Data section:

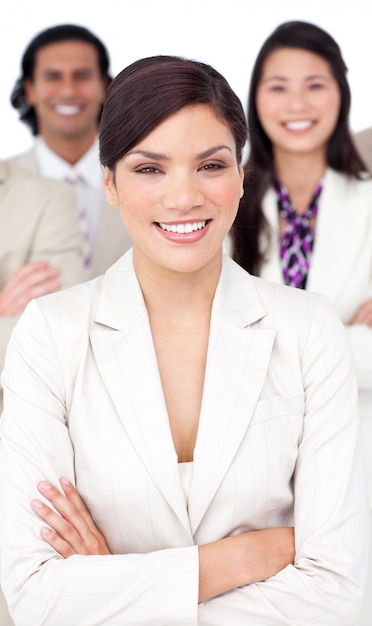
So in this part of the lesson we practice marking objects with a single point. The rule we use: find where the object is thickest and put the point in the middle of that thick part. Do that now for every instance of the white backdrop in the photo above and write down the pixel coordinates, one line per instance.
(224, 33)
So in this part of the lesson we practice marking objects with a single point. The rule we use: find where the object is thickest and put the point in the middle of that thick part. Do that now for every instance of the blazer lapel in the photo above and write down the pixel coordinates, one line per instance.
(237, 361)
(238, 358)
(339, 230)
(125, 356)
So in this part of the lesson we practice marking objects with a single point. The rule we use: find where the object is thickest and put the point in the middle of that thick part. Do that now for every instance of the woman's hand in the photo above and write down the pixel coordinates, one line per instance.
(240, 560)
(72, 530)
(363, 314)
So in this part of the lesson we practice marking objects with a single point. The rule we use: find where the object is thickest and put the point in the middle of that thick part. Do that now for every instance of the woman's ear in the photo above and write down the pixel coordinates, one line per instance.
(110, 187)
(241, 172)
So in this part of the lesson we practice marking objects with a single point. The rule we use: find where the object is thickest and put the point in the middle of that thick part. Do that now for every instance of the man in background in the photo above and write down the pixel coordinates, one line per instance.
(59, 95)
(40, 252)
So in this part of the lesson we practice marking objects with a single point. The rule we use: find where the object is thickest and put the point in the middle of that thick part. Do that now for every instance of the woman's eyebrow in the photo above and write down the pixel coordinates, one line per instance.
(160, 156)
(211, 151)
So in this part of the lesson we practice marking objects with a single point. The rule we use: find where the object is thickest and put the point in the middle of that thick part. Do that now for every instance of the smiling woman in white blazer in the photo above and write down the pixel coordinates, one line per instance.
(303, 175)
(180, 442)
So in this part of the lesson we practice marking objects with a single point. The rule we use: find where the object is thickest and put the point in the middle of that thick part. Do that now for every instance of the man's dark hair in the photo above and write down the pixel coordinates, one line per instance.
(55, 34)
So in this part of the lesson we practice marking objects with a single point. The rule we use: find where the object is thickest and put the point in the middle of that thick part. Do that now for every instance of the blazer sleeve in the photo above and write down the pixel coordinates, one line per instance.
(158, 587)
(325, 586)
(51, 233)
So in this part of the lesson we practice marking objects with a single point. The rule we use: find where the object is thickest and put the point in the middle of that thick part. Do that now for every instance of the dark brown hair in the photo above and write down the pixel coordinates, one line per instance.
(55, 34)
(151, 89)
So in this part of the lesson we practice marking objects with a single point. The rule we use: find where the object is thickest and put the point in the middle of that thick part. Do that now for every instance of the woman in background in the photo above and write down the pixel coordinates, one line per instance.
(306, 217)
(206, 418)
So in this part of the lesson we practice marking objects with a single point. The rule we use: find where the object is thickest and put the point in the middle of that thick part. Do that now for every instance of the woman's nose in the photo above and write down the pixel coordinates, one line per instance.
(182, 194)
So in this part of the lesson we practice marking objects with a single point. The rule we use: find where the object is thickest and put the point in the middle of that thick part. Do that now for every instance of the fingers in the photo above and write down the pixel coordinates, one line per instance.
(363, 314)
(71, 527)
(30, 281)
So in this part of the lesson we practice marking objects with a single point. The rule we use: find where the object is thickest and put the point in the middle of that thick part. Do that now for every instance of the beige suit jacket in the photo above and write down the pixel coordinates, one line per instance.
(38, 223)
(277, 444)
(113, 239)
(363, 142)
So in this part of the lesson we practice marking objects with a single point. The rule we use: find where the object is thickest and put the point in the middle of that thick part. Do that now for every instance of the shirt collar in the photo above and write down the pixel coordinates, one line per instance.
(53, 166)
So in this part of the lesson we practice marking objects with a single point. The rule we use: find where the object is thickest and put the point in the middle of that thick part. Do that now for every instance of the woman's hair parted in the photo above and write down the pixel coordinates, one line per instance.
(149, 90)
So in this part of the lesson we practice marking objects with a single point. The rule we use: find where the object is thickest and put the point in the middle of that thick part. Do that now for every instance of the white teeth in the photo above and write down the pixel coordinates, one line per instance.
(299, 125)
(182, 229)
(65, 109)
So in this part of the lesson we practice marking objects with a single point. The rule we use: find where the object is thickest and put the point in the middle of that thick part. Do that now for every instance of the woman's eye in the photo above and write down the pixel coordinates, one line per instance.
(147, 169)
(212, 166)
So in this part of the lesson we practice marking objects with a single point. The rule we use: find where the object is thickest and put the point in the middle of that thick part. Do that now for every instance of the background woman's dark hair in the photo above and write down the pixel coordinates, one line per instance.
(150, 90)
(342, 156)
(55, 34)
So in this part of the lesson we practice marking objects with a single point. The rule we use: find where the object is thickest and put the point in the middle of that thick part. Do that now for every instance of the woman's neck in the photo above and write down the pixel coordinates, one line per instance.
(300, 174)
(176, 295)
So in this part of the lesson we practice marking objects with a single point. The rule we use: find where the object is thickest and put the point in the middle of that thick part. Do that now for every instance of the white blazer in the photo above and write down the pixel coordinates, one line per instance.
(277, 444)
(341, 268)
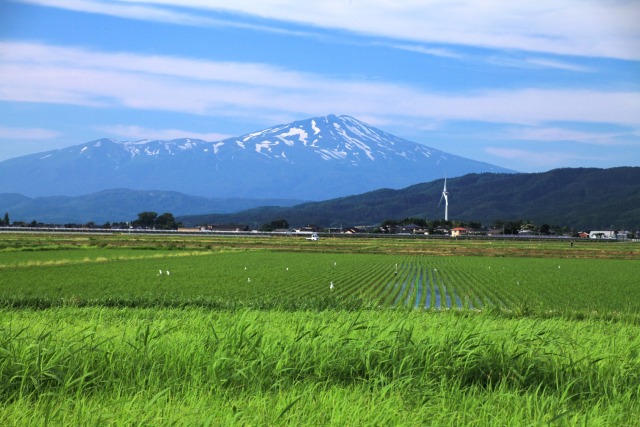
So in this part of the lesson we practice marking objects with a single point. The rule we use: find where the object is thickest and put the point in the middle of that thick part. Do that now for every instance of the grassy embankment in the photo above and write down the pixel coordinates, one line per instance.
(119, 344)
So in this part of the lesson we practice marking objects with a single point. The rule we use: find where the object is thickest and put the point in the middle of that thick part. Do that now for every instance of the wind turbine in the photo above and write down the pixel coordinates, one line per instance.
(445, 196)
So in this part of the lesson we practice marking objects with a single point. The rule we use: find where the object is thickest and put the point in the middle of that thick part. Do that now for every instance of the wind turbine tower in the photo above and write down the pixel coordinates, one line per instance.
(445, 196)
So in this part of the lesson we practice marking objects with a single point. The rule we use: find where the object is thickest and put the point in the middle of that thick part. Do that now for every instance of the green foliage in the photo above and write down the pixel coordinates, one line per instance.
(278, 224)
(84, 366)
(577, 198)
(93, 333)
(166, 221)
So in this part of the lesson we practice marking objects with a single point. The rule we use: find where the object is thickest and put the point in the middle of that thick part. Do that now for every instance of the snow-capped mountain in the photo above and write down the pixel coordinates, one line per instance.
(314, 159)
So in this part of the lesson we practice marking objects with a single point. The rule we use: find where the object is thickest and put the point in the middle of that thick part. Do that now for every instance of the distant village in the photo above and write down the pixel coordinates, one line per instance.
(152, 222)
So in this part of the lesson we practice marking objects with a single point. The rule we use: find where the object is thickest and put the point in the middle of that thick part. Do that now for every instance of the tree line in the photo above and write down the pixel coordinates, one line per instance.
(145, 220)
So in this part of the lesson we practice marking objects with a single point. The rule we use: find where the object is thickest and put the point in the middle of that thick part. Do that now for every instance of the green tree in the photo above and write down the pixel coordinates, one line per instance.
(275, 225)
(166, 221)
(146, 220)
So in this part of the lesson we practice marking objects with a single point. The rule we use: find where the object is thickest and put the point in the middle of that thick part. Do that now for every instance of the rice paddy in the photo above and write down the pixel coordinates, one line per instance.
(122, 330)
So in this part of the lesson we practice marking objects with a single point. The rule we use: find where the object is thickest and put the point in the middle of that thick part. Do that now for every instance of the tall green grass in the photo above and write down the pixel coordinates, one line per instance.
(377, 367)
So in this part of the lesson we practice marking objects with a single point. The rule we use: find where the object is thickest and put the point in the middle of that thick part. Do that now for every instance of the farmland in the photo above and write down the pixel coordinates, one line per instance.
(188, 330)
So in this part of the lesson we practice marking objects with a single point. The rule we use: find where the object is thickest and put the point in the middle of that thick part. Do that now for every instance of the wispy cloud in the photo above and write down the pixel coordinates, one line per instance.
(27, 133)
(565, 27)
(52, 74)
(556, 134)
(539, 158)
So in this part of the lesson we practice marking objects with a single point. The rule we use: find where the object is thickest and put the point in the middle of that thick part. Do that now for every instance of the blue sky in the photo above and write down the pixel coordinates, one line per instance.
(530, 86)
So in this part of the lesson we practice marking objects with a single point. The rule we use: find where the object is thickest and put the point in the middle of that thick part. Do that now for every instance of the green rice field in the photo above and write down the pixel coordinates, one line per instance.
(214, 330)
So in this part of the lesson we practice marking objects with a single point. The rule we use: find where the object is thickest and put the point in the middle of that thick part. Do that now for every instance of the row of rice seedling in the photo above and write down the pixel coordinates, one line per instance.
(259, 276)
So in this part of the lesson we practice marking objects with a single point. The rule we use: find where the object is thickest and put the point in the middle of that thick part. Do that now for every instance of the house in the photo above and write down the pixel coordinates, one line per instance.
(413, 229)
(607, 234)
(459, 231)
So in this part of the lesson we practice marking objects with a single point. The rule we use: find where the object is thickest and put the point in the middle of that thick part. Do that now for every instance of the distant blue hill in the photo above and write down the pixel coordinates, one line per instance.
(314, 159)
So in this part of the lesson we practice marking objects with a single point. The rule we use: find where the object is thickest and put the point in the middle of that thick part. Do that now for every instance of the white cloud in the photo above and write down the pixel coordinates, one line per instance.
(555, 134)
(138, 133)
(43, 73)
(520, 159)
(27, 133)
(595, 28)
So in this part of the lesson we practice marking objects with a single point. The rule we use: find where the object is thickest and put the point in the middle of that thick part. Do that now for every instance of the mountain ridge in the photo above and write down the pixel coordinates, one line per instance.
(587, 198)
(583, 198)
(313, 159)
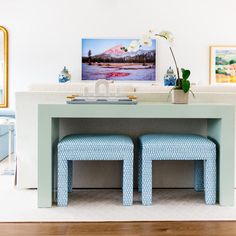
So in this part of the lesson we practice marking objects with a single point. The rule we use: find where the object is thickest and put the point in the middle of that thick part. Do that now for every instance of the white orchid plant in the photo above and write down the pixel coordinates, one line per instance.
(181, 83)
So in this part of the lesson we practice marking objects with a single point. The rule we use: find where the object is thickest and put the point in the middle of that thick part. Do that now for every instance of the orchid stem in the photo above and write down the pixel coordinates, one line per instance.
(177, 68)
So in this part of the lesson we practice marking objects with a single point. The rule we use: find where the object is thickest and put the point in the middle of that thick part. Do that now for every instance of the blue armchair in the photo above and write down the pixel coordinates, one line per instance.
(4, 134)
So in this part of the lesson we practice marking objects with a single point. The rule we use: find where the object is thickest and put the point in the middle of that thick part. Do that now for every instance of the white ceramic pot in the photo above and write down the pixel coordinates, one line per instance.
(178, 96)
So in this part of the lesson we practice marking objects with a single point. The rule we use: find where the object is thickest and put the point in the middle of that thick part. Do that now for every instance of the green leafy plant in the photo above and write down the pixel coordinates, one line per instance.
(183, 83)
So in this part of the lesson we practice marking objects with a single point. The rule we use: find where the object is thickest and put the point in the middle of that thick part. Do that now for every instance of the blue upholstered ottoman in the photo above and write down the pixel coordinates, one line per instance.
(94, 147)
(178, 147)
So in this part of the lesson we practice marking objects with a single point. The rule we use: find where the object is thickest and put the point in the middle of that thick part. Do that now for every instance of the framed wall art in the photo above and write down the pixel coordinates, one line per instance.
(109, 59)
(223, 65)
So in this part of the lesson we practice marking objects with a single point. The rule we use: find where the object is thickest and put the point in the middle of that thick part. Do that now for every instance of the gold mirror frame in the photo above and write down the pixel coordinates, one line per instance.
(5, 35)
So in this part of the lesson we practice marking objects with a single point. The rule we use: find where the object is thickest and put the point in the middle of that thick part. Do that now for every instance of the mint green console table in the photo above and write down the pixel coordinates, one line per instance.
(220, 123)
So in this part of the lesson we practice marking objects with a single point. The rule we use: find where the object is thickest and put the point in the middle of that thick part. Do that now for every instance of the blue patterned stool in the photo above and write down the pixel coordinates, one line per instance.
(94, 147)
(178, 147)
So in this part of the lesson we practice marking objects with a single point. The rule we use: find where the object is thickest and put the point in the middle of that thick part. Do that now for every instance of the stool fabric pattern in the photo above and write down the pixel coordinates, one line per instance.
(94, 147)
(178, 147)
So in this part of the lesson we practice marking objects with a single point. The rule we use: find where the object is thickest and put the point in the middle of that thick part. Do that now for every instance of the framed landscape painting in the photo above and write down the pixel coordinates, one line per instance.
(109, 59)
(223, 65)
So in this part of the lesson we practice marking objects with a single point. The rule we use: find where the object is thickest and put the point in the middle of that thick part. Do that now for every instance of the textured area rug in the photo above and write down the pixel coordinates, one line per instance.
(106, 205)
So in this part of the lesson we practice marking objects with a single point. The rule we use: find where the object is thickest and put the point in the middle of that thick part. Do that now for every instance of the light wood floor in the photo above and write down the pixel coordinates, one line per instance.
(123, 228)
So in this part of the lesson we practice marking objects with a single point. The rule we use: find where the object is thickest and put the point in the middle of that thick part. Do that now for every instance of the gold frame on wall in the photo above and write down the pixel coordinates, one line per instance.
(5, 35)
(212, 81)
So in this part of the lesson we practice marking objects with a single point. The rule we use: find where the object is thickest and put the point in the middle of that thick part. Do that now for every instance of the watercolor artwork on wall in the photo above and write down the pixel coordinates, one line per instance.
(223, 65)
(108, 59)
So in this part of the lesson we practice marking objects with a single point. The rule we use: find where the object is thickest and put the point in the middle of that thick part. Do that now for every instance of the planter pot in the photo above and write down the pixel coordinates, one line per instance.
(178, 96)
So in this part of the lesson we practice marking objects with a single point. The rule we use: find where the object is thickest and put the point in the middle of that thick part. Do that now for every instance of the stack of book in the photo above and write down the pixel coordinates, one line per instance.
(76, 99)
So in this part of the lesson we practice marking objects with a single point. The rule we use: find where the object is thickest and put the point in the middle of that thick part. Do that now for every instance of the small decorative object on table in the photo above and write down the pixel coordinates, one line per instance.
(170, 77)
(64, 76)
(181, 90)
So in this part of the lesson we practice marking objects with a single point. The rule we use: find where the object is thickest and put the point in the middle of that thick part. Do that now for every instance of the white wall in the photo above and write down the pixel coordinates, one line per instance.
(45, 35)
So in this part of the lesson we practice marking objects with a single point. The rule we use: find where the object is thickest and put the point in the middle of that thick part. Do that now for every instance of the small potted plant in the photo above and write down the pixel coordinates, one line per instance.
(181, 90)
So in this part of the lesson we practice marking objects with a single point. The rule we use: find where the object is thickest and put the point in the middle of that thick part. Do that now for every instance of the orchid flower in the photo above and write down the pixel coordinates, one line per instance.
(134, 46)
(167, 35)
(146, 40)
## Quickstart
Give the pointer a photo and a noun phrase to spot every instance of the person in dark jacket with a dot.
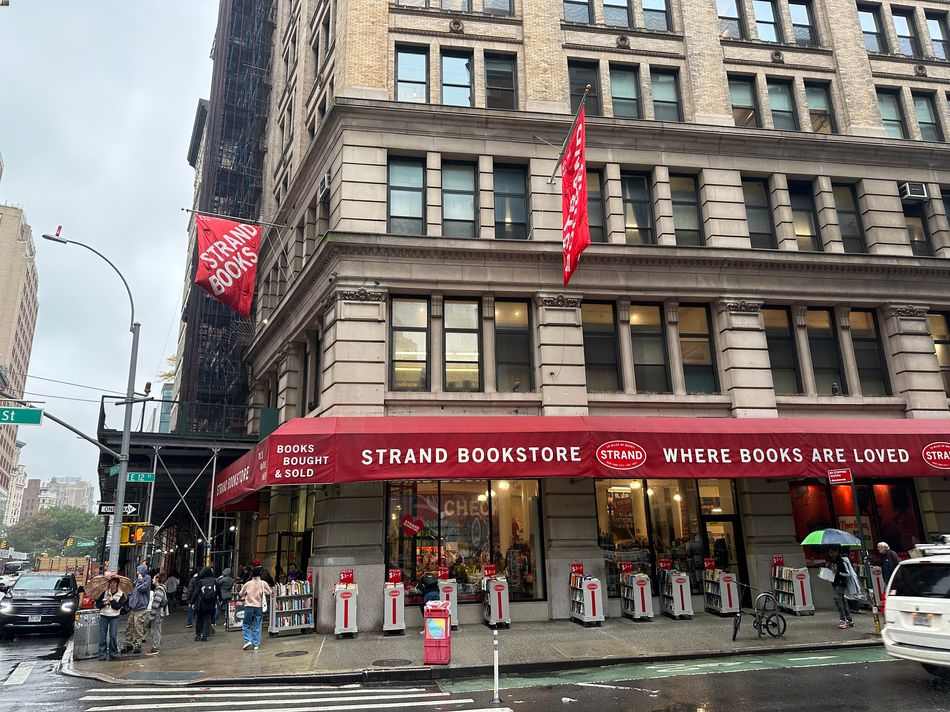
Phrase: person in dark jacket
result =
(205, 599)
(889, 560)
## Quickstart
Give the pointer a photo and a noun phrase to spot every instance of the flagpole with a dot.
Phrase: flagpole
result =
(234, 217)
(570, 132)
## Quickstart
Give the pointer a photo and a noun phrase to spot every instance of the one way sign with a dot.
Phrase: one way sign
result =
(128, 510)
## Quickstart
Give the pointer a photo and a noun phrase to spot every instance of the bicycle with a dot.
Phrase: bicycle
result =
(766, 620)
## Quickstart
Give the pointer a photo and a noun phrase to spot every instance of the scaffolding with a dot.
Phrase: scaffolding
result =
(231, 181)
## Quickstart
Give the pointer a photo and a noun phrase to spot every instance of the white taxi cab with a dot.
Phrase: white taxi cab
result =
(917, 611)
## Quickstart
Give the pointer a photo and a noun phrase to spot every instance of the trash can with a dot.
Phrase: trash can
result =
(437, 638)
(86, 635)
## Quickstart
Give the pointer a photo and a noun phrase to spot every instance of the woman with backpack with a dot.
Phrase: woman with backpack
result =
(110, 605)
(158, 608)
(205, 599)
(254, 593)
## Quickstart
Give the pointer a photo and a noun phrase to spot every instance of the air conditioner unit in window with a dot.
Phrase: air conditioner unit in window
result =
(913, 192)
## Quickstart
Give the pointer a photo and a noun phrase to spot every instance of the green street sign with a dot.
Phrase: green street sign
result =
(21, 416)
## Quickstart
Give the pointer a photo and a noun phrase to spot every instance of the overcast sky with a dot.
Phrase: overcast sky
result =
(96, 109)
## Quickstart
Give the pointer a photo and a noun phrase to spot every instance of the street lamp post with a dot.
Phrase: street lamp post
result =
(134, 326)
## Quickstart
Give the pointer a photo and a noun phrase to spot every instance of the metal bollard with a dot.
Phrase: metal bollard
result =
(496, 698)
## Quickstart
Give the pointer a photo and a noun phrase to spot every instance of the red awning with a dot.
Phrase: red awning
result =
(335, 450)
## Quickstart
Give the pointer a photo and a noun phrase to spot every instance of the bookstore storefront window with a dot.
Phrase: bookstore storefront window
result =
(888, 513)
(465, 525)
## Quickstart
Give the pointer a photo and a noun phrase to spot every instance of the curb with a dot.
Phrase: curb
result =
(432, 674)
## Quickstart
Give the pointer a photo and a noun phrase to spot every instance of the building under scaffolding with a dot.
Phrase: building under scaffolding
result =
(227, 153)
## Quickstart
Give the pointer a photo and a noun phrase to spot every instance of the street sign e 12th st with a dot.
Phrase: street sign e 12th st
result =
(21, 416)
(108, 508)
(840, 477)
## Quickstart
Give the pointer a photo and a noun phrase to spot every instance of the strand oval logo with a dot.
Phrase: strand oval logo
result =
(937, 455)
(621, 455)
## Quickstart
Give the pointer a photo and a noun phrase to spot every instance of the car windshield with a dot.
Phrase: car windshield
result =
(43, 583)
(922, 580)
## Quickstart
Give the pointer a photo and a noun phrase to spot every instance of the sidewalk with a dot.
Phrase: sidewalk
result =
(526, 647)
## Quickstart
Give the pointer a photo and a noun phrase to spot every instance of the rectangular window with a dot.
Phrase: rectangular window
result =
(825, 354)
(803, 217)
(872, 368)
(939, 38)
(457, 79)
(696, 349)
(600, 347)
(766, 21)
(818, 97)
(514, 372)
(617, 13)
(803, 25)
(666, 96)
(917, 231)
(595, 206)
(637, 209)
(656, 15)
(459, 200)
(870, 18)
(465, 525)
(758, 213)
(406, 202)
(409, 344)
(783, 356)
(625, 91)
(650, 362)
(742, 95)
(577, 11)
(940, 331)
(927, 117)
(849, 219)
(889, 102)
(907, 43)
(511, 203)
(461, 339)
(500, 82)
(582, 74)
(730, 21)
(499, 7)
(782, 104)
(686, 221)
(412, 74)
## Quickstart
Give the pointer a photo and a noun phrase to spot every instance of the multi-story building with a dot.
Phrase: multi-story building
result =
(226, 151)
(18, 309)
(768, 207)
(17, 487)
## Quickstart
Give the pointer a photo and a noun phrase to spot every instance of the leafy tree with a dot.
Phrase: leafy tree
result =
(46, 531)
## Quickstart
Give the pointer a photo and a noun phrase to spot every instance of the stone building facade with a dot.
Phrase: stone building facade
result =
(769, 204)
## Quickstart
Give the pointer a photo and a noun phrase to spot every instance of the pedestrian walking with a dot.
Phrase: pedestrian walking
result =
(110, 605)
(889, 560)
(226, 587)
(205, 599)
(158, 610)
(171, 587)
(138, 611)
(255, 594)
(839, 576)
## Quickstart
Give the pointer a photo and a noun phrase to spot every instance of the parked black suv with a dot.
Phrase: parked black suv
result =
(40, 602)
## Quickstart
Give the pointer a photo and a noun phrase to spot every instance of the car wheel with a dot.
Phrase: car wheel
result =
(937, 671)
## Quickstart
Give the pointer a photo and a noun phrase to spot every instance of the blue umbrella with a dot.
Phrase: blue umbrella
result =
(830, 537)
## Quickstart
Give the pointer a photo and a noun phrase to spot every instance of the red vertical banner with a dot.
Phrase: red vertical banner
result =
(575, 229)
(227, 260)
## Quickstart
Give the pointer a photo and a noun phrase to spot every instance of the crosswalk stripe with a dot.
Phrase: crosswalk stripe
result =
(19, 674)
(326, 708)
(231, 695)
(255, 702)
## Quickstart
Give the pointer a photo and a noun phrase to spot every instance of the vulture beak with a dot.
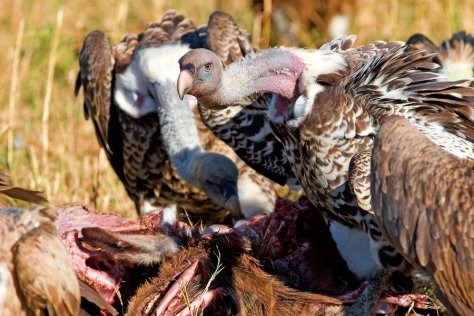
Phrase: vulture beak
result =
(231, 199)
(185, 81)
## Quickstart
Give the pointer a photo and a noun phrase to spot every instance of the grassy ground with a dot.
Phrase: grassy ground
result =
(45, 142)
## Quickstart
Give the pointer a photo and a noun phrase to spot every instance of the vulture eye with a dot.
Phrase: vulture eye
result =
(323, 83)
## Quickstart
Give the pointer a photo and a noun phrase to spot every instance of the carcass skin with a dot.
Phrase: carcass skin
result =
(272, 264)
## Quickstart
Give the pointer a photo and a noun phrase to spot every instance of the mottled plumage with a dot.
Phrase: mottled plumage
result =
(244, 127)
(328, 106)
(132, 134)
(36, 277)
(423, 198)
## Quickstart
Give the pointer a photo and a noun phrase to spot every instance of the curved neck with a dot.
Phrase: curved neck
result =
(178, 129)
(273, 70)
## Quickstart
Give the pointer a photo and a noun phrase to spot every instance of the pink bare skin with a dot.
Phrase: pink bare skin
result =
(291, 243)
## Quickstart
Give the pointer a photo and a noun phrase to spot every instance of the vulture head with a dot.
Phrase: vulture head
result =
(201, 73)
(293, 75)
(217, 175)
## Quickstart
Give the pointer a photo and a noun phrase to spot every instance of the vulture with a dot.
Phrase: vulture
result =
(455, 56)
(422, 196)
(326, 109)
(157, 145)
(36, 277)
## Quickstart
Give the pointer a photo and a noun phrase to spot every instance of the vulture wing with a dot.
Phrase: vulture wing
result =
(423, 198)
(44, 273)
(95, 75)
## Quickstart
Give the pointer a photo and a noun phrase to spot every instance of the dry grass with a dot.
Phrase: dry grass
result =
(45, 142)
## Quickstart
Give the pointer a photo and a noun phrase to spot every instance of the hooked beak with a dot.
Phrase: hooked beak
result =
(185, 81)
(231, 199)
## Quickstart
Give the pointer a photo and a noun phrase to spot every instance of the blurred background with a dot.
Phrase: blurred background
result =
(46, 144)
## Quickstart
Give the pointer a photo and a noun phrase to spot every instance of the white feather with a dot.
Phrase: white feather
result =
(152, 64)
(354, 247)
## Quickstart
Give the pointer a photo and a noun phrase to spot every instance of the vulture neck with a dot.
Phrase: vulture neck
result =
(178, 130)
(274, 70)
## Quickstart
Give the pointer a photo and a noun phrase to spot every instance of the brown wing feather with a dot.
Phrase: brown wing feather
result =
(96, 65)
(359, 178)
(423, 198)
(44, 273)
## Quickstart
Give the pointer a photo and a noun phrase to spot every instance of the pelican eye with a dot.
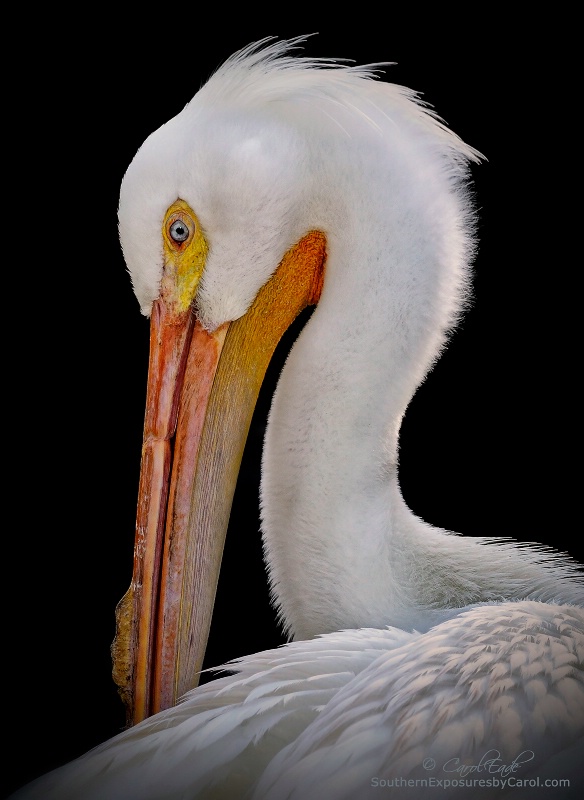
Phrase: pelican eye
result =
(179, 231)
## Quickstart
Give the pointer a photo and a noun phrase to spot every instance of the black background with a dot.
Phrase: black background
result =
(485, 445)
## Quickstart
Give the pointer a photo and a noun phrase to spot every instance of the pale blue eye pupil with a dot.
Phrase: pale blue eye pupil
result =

About this exercise:
If a line in the data above holds the string "banner", copy it.

Exercise solution:
Give the pointer a photo and a noun phrase to spot every instance of the red vertical banner with a dot.
Phrase: red vertical banner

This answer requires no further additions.